An example from my life in Japan that really brought this concept to life for me was the experience of living for three years in a place where monotheism was not the norm. If you grow up in the US, whether or not you are polytheistic, you live in a larger culture that assumes (Judeo/Christian) monotheism as the norm. Further, this binary’s opposite in the USA is atheism. In short, there is literally no room made for polytheism or animism (or other ‘isms’) in everyday life in the States. This assumption of monotheism (and its opposite being atheism) permeates every aspect of our lives. When we sneeze, we don’t say “Gods bless you.” Only one God blesses America. When you’re surprised, it’s “Oh my God!” or “My gosh” if you think the first one is blasphemous. Do you want to enjoy a feeling of estrangement? Try explaining the meaning of these expressions to a classroom full of students or a group of friends who have no assumption of monotheism (and no particular interest in it beyond the academic). Try explaining curse words and the Devil. Then listen to your students explain their cultural and religious traditions and their relationship to their Gods. Try living in a world where Christmas is a dating holiday and people rush to KFC for their Christmas chicken dinner.

One very interesting cultural experience I had here was attending church with my Brazilian friends. As members of the minority religion, my Brazilian Christian friends had to travel an hour to find a church that was their denomination, which happened to be in a building in the middle of a rice field. (Lots of buildings are in the middle of rice fields where I lived in Japan.) Contrast this to temples, which are a dime a dozen (there were two within walking distance of my apartment) and on Japanese holidays they are packed with young and old alike. The Church was also full, mostly with foreigners whose religion was as thought about by mainstream Japanese culture as often as we in the States think about Shintoism. Fantasy novels often have polytheistic cultures, but I can’t think of that many we see in SF, though Battlestar Galactica, the TV series, comes to mind. In my SF reading experience, if you have a religion in SF, especially among human beings, it’s monotheistic (and generally recognizably Judeo-Christian). This is in part, I think, due to another Western cultural assumption that society moves from animism and polytheism to monotheism and then with the introduction of technology, to secular atheism. Not everyone believes this, but I think it’s an assumption we see a lot in SF, and like all assumptions, we chose it and other cultures have chosen different ones.
===
◆ Aim ◆
In the text about living in Japan, how long did the Brazilian Christian friends have to travel to reach a church of their denomination?
===
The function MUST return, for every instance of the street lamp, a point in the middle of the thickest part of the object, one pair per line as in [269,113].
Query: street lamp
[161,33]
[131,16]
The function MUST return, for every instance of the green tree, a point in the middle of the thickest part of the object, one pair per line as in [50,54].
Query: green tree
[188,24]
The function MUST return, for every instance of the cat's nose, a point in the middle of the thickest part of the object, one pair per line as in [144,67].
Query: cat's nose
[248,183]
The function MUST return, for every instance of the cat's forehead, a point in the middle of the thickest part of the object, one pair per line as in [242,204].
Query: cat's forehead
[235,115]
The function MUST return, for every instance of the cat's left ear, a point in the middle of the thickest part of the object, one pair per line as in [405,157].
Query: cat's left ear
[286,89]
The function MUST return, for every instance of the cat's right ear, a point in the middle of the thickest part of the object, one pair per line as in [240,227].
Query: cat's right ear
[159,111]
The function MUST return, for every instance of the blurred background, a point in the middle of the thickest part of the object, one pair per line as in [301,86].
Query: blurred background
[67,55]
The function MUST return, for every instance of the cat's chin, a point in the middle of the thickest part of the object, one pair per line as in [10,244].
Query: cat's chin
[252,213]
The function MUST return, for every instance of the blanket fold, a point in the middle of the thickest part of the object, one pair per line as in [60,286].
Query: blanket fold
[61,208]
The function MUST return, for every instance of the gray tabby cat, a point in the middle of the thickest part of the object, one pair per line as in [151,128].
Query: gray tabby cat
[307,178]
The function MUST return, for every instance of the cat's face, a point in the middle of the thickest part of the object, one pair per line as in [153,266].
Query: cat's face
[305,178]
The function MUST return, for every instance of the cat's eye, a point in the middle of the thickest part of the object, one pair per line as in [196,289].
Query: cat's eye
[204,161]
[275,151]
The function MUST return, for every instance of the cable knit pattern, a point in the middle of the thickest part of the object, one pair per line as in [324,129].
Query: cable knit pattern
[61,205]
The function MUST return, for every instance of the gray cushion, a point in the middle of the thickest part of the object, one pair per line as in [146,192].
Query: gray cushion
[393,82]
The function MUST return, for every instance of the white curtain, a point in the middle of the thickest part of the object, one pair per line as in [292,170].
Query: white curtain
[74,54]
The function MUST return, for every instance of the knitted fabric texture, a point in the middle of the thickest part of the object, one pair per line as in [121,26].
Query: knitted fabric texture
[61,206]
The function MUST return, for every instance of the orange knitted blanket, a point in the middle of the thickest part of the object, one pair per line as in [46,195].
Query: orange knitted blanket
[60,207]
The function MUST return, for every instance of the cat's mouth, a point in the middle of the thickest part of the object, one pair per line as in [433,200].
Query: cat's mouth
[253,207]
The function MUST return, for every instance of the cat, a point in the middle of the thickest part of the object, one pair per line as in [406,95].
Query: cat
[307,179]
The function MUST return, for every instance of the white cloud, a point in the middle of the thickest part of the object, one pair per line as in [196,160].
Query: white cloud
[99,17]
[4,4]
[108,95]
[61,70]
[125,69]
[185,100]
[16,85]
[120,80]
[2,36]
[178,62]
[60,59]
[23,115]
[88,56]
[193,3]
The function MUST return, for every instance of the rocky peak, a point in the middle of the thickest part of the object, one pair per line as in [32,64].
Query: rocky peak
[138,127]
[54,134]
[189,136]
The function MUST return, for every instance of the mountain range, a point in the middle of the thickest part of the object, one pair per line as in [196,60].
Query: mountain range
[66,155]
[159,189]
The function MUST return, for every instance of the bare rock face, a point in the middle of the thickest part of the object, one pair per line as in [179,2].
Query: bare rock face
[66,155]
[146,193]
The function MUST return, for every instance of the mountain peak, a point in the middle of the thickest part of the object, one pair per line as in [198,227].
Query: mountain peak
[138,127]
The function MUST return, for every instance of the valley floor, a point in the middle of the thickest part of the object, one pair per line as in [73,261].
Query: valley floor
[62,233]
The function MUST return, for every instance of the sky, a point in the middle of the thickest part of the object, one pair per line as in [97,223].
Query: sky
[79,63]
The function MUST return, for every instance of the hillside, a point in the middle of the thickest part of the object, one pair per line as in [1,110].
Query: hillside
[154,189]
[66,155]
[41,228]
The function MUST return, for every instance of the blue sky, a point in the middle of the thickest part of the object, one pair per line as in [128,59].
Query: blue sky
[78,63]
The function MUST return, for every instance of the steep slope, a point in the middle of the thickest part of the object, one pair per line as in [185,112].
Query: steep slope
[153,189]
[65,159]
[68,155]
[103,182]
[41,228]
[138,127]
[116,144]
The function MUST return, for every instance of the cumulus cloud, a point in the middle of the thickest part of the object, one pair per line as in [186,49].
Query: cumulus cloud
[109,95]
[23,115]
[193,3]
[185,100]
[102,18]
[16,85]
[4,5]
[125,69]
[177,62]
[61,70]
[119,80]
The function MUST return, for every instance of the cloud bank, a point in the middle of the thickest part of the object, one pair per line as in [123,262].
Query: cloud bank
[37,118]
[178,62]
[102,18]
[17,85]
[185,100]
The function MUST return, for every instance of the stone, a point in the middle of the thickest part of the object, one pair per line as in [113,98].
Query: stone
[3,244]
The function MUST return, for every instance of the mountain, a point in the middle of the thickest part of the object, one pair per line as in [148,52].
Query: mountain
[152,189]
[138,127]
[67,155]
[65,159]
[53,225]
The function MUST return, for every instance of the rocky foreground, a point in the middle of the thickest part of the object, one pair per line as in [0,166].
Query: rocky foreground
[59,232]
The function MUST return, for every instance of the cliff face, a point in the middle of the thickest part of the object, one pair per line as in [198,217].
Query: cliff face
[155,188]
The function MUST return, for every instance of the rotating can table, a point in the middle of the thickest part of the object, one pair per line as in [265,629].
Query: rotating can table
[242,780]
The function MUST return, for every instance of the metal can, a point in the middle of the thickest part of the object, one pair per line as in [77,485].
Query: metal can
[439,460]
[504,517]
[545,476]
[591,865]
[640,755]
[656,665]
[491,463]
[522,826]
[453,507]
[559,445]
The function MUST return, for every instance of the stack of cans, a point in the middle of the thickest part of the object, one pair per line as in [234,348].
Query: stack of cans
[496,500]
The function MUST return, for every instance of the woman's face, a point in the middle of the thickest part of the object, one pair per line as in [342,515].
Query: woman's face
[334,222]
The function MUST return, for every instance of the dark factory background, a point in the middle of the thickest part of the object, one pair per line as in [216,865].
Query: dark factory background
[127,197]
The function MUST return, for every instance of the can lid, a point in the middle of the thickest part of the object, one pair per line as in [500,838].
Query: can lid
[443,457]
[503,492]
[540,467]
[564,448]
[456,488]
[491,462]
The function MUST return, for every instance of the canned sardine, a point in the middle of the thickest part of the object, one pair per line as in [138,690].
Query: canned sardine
===
◆ Response to this exercise ◆
An hour.